■ **WORK INSTRUCTIONS**
Count the lines in the records below that contain the string "tree", matching case exactly, and reply with the number alone.

EXERCISE MATERIALS start

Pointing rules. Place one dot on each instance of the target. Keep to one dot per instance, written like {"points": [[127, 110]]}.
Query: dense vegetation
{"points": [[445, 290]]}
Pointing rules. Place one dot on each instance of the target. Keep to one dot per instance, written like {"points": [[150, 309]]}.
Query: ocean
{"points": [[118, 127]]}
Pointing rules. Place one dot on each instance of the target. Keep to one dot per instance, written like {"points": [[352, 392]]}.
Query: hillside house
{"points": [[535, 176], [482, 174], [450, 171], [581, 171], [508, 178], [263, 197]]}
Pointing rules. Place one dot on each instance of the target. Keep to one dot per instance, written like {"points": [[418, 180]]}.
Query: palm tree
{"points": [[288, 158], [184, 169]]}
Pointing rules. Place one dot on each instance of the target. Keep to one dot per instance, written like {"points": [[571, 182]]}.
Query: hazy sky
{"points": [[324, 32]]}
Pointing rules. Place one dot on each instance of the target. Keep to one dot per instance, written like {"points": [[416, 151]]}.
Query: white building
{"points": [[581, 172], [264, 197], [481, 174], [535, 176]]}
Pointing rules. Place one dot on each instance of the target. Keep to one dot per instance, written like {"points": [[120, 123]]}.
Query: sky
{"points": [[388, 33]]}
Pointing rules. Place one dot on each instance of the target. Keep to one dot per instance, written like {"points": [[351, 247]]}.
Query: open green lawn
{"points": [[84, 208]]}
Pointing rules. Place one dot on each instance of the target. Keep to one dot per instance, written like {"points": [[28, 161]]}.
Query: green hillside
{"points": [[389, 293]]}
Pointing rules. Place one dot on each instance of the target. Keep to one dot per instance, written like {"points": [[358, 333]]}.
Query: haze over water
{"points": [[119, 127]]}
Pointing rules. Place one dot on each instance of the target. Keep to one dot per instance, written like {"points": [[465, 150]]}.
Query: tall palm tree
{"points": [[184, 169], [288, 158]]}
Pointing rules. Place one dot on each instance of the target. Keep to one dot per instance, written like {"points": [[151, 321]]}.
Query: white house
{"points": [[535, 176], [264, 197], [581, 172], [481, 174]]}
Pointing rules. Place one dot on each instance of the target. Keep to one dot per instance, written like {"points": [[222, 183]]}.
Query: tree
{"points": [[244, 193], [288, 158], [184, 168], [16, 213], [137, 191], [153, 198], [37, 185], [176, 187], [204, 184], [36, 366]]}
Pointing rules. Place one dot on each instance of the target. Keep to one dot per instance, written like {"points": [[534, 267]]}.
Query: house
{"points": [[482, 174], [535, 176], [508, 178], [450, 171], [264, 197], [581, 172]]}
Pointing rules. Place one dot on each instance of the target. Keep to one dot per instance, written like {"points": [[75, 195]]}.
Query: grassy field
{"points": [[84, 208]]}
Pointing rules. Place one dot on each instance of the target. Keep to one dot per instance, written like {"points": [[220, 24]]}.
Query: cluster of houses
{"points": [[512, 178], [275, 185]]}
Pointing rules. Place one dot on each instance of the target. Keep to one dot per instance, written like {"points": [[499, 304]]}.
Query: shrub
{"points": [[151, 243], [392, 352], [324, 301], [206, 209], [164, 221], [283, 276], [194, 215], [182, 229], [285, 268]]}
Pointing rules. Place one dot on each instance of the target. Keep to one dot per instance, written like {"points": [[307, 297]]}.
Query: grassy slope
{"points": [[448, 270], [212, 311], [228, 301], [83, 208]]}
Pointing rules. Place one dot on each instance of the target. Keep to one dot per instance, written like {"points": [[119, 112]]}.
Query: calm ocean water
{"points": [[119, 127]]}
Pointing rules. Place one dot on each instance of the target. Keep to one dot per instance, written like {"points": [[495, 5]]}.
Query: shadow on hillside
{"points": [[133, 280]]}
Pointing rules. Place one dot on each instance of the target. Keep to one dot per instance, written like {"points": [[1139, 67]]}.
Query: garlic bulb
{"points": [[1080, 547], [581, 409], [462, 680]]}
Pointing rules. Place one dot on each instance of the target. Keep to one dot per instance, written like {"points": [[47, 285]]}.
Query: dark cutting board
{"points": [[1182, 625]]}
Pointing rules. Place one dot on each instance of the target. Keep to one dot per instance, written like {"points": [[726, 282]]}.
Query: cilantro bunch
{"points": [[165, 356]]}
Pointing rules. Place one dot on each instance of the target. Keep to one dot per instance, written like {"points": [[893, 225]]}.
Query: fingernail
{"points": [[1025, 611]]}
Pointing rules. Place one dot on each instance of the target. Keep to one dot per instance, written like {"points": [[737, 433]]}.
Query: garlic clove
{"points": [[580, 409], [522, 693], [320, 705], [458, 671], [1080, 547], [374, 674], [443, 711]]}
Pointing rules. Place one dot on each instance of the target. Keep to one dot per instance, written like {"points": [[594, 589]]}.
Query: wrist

EXERCISE MATERIALS end

■ **FULL RESPONSE**
3